• _What to work on_: Could you reproduce the lines from the one containing "compact form (729,126)." through the end of the records, swapping "bush" for "shrub" and leaving everything else unchanged?

• _Listed entries_:
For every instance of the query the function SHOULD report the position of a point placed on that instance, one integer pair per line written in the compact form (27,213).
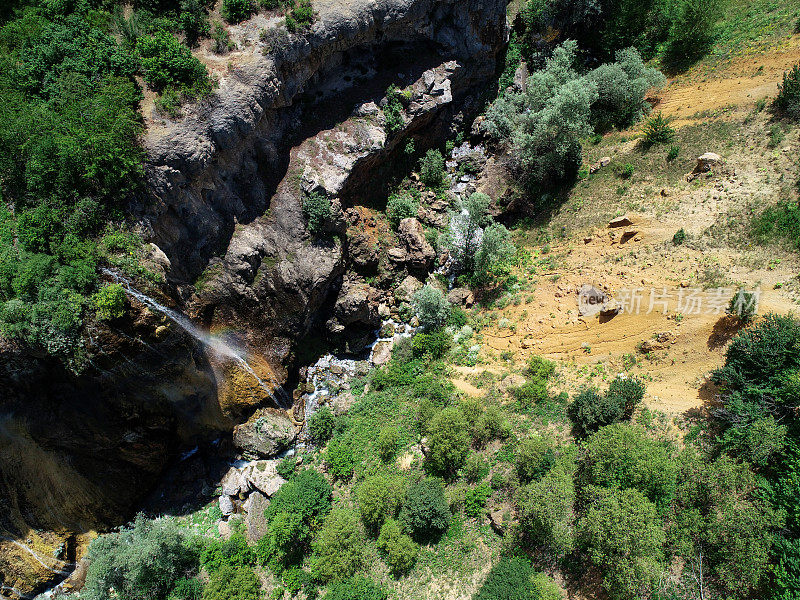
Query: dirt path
(745,80)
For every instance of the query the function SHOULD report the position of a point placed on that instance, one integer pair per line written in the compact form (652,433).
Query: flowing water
(216,344)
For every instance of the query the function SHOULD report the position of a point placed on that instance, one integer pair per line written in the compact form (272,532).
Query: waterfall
(216,344)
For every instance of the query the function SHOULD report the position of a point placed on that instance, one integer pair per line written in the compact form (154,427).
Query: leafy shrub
(673,153)
(301,16)
(286,467)
(509,579)
(622,456)
(193,20)
(110,302)
(231,583)
(448,441)
(187,589)
(292,515)
(425,512)
(168,63)
(545,511)
(431,169)
(141,562)
(535,456)
(626,171)
(399,549)
(692,32)
(393,111)
(338,548)
(356,588)
(657,130)
(475,500)
(779,222)
(388,438)
(401,206)
(627,392)
(233,552)
(236,11)
(317,210)
(623,536)
(431,307)
(591,410)
(491,424)
(378,498)
(788,99)
(321,425)
(340,459)
(475,468)
(621,88)
(743,305)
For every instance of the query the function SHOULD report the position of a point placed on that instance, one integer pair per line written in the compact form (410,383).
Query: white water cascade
(216,344)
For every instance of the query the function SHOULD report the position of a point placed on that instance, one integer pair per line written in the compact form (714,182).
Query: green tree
(623,456)
(236,11)
(338,547)
(448,439)
(232,583)
(399,549)
(141,562)
(425,512)
(168,63)
(431,307)
(623,535)
(509,579)
(546,513)
(431,169)
(317,210)
(379,498)
(293,514)
(401,205)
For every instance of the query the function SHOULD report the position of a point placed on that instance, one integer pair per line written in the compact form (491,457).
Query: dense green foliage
(399,549)
(509,579)
(425,512)
(679,31)
(788,99)
(338,546)
(431,169)
(293,515)
(141,562)
(448,441)
(230,583)
(236,11)
(317,210)
(401,205)
(544,124)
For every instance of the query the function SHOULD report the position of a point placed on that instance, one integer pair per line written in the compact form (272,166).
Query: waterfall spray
(217,345)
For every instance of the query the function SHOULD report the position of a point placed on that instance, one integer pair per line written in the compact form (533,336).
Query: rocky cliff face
(292,115)
(299,114)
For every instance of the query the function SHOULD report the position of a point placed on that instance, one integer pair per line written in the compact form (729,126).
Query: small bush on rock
(317,210)
(401,206)
(788,99)
(431,169)
(236,11)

• _The output_:
For every instance of the query the function SHOULD report the position of a point placed on that instance, one integer pair per line written in the compact form (729,126).
Query: small shrub on rock
(317,210)
(401,206)
(788,99)
(431,169)
(236,11)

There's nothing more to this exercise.